#### SELECTED PASSAGE
=-=-=-=-=
You're riding the bus and you hear loud music behind you. When you turn around you realize that those sounds are not coming from the speaker of a radio, but from the earphones of a teenaged girl sitting behind you.
The young lady with the earphones is sitting in her seat and grooving to the tunes, happily tapping her fingers on her knees oblivious to the fact that her eardrums are slowly being damaged beyond repair.
If you think this is a tiny problem affecting a small percentage of the population, think again. According to the World Health Organization, some 1.1 billion teenagers and young adults are at risk of hearing loss due to the unsafe use of personal audio devices, including smartphones, and exposure to damaging levels of sound at noisy entertainment venues such as nightclubs, bars and sporting events, adding that hearing loss has potentially devastating consequences for physical and mental health, education and employment.
=-=-=-=-=
#### SUPPLIED RECORDS
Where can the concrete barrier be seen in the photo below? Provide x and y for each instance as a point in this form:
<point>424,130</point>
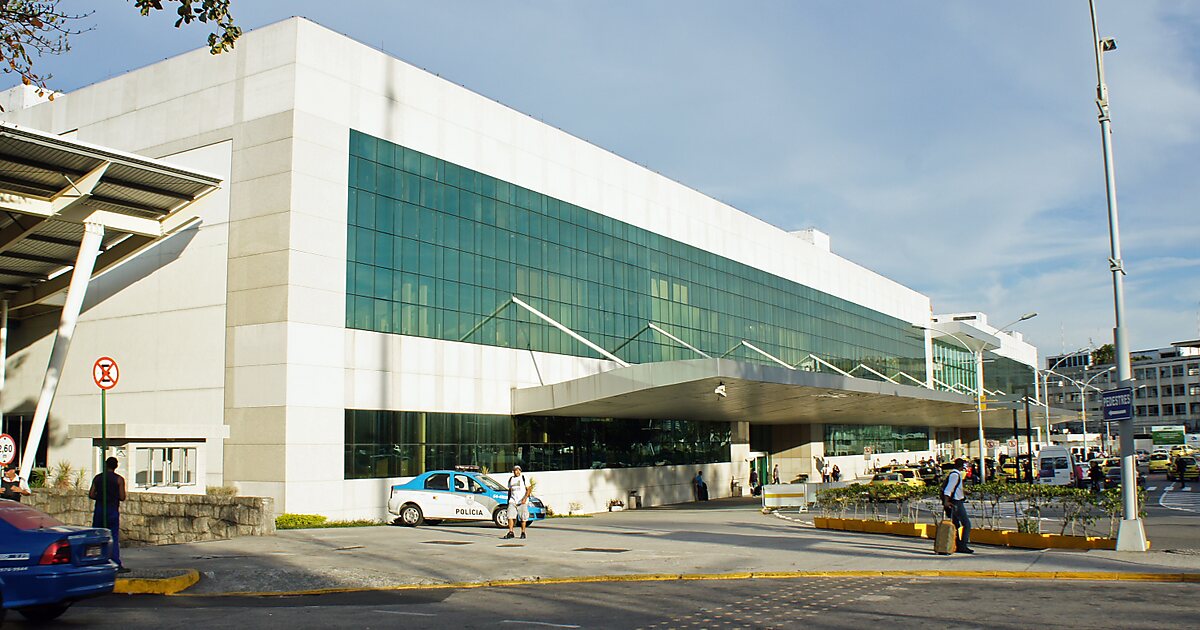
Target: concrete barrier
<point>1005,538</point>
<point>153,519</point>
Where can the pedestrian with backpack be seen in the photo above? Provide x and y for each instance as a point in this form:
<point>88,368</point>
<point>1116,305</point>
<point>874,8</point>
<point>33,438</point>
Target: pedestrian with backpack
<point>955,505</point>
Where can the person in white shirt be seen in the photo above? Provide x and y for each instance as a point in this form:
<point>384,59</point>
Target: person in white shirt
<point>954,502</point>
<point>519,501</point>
=-=-=-=-=
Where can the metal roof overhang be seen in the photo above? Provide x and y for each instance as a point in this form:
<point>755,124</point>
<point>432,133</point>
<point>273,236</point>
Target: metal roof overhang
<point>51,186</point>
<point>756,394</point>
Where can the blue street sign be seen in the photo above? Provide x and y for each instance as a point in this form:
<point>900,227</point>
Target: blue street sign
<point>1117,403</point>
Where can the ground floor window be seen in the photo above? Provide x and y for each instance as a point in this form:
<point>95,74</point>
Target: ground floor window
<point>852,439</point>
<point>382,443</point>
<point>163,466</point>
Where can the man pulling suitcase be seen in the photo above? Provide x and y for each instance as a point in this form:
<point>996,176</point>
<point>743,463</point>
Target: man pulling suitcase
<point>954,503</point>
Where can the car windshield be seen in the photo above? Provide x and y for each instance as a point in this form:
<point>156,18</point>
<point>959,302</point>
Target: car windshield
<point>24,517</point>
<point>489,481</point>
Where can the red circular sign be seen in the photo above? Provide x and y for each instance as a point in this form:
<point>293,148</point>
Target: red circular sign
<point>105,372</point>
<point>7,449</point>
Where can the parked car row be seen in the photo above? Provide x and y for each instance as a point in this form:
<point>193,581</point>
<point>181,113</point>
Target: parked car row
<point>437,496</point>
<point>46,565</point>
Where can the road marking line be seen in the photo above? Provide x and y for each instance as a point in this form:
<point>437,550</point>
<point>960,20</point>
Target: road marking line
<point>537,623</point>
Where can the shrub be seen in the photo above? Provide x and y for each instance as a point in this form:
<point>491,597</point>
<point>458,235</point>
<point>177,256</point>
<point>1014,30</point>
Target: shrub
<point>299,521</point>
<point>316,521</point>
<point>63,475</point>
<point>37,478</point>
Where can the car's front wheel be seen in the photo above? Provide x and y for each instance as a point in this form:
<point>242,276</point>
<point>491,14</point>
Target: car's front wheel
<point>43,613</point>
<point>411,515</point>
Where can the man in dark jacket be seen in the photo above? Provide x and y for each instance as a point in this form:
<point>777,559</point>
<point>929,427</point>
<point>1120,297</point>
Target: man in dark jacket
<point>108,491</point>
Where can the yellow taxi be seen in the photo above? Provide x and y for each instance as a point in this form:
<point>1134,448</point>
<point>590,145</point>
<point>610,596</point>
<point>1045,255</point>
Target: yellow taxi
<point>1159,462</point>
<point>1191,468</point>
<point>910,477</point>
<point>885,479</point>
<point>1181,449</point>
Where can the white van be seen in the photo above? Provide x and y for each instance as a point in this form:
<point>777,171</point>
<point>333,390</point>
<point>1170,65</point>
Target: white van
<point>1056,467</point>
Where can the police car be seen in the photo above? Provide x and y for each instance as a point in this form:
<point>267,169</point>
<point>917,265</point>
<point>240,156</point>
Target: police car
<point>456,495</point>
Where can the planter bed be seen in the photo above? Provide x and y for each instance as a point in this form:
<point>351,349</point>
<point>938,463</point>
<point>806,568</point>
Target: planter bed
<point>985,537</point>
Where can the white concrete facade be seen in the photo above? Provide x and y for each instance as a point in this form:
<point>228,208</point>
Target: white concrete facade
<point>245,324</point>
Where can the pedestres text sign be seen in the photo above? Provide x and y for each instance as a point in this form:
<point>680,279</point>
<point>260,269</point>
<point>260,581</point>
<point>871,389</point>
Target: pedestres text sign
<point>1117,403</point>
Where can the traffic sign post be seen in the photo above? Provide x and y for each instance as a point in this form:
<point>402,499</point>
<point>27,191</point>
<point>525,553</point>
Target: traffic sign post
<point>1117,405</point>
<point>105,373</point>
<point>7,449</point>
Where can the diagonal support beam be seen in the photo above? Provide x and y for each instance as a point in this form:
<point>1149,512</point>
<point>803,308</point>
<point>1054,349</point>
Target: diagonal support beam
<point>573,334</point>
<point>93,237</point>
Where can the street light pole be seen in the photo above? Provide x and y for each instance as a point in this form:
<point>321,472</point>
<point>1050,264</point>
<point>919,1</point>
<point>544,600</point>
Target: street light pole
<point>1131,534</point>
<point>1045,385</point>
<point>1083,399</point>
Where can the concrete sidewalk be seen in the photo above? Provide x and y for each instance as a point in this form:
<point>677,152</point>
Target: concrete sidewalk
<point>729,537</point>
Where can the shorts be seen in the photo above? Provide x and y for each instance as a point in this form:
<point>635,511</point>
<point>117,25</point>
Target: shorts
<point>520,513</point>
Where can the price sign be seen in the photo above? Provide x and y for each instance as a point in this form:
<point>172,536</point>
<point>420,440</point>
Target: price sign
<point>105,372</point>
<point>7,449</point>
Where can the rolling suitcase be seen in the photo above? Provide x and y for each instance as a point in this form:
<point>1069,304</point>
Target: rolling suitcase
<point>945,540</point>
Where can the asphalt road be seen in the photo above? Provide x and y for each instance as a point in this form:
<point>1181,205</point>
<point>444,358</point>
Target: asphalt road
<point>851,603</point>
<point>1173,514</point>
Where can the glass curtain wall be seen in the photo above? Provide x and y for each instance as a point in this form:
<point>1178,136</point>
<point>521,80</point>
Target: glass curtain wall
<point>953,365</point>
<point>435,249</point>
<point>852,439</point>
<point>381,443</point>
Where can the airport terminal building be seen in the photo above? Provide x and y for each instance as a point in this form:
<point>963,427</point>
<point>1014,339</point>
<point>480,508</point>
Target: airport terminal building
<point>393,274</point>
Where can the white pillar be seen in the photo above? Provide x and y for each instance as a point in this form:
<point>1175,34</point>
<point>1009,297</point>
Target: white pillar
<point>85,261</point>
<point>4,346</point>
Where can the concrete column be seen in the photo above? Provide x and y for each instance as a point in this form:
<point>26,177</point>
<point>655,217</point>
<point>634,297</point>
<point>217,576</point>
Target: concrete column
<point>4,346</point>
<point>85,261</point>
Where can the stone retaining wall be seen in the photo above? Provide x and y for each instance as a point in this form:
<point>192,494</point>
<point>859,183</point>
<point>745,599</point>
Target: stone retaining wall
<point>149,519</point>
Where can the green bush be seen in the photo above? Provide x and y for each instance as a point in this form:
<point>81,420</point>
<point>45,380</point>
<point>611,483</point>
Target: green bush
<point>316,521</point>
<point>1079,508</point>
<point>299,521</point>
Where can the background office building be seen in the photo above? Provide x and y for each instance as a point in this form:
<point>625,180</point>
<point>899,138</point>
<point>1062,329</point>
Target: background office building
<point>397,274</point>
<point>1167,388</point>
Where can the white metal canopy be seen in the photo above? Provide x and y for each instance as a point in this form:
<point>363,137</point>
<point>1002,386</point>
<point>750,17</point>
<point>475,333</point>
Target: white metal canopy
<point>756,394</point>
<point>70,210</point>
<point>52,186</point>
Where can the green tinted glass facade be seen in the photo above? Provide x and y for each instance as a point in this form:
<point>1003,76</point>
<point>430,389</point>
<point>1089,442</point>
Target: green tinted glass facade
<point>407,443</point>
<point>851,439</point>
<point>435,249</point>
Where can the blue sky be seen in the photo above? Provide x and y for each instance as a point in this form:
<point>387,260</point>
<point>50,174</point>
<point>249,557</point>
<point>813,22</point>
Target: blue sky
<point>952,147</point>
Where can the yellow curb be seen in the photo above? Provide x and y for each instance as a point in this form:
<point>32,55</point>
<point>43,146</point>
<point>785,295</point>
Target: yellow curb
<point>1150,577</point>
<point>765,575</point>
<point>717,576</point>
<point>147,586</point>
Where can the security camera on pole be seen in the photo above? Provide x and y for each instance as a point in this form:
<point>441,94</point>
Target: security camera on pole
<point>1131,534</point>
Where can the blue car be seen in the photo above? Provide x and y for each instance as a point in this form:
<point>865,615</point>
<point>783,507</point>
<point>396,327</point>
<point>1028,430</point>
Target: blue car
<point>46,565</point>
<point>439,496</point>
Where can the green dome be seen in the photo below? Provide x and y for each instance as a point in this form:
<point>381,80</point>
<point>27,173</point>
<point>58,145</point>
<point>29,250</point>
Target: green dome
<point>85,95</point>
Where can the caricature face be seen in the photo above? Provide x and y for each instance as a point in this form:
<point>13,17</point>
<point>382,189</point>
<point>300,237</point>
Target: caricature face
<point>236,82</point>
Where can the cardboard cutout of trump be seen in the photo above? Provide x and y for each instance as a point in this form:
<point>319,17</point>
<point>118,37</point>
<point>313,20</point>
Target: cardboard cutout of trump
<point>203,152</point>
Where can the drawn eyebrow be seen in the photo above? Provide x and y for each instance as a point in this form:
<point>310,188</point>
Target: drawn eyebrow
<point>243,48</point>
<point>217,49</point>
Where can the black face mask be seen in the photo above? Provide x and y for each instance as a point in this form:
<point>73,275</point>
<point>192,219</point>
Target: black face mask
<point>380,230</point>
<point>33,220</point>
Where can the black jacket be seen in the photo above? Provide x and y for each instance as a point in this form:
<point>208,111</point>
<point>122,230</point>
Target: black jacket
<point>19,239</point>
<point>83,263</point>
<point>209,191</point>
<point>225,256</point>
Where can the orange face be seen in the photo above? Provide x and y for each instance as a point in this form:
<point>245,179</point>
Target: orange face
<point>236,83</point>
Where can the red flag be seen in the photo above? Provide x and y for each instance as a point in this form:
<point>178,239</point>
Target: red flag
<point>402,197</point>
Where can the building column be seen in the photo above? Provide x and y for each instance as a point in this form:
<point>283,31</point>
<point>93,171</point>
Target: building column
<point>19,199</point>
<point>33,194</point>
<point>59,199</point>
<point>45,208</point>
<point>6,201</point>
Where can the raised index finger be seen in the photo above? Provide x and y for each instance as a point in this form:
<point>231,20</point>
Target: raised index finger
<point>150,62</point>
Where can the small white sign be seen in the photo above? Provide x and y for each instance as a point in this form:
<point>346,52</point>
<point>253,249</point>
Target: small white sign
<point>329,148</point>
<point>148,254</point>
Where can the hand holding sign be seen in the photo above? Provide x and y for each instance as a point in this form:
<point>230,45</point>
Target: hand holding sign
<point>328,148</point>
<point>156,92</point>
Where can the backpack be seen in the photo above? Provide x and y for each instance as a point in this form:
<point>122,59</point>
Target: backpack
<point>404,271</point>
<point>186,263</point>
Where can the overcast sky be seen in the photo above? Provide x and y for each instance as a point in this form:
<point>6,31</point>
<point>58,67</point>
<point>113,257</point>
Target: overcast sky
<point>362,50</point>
=-=-=-=-=
#### PROMPT A
In the passage on hearing loss, how many teenagers and young adults does the World Health Organization say are at risk?
#### PROMPT B
For each statement, say whether it agrees with the passage on hearing loss, and quote the words that decide it.
(i) The loud music heard on the bus is coming from a radio speaker.
(ii) The girl with the earphones taps her fingers on her knees.
(iii) Nightclubs are named as one of the noisy entertainment venues.
#### PROMPT C
Extend the passage on hearing loss, starting after its final sentence.

#### RESULT A
Some 1.1 billion teenagers and young adults.

#### RESULT B
(i) No: "those sounds are not coming from the speaker of a radio, but from the earphones of a teenaged girl sitting behind you."
(ii) Yes: "happily tapping her fingers on her knees"
(iii) Yes: "noisy entertainment venues such as nightclubs, bars and sporting events"

#### RESULT C
The recently released report went on to say according to data from studies in middle- and high-income countries analysed by WHO indicate that among teenagers and young adults aged 12-35 years, nearly 50% are exposed to unsafe levels of sound from the use of personal audio devices and around 40% are exposed to potentially damaging levels of sound at entertainment venues. Unsafe levels of sounds can be, for example, exposure to in excess of 85 decibles (dB) for eight hours or 100dB for 15 minutes.
“As they go about their daily lives doing what they enjoy, more and more young people are placing themselves at risk of hearing loss,” notes Dr Etienne Krug, WHO Director for the Department for Management of Noncommunicable Diseases, Disability, Violence and Injury Prevention in the WHO website. “They should be aware that once you lose your hearing, it won’t come back. Taking simple preventive actions will allow people to continue to enjoy themselves without putting their hearing at risk.”
How loud is loud? According to The Guardian, personal music players can reach between 95 and 105 decibels (dB). Just over 105dB is equivalent to holding a chainsaw at arms length. The Dangerous Decibels campaign from the Oregon Health and Science University says that based on this evidence you'd expect to damage your hearing within 15 minutes if you used ordinary headphones with your iPod at maximum volume.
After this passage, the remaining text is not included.